◆ Set exercise A ◆
From the post on archiving Plone sites with wget, reproduce word for word the passage that begins with the words containing "- I also recommand" and ends with "(bad for SEO)".

◆ Extract to read ◆

At work we have several websites that we develop with Plone, but each year we make a new version and we want to keep an archive of the old version.
Since it takes a lot of memory to keep a Zope instance for these old websites that probably won’t need to be edited ever again, it makes sense to make a static copy of the website. It also eliminates the work needed to update the instance when security patches come out (and eliminates security risks, in cases of old versions that are no more maintained).
There are some tools that can help in this case; I chose to use wget, which is available in most Linux distributions by default.
The command line, in short…
wget -k -K -E -r -l 10 -p -N -F --restrict-file-names=windows -nH http://website.com/
…and the options explained
-k : convert links to relative -K : keep an original versions of files without the conversions made by wget -E : rename html files to .html (if they don’t already have an htm(l) extension) -r : recursive… of course we want to make a recursive copy -l 10 : the maximum level of recursion. if you have a really big website you may need to put a higher number, but 10 levels should be enough. -p : download all necessary files for each page (css, js, images) -N : Turn on time-stamping. -F : When input is read from a file, force it to be treated as an HTML file. -nH : By default, wget put files in a directory named after the site’s hostname. This will disabled creating of those hostname directories and put everything in the current directory. –restrict-file-names=windows : may be useful if you want to copy the files to a Windows PC.
Possible problems
- To prevent having several duplicated files with the set_language parameter, you could setup one subdomain for each language, and force the set_language= in the Apache redirect rule.
- I also recommand to change the language link so it points to the main page instead of the current page.
- You have several possibilities here, but by just doing a wget without changing anything, you may end up with pages where languages are a bit fucked up.
find | grep html$ | xargs perl -i -p -e 's/<base href="" />//g'
Downsides
- Most file names will change (bad for SEO)
- May take some manual work to have a working static copy

◆ Set exercise B ◆
Turn the listing below into a Markdown table with the columns Row and Line, giving each line a row number and skipping any blank lines.

◆ Records to process ◆
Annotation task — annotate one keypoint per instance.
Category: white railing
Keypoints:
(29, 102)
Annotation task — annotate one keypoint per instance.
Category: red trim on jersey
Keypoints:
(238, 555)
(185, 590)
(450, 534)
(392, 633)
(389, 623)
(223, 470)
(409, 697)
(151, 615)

◆ Exercise solution A ◆
- I also recommand to change the language link so it points to the main page instead of the current page.
- You have several possibilities here, but by just doing a wget without changing anything, you may end up with pages where languages are a bit fucked up.
find | grep html$ | xargs perl -i -p -e 's/<base href="" />//g'
Downsides
- Most file names will change (bad for SEO)

◆ Exercise solution B ◆
| Row | Line |
|---|---|
| 1 | Annotation task — annotate one keypoint per instance. |
| 2 | Category: white railing |
| 3 | Keypoints: |
| 4 | (29, 102) |
| 5 | Annotation task — annotate one keypoint per instance. |
| 6 | Category: red trim on jersey |
| 7 | Keypoints: |
| 8 | (238, 555) |
| 9 | (185, 590) |
| 10 | (450, 534) |
| 11 | (392, 633) |
| 12 | (389, 623) |
| 13 | (223, 470) |
| 14 | (409, 697) |
| 15 | (151, 615) |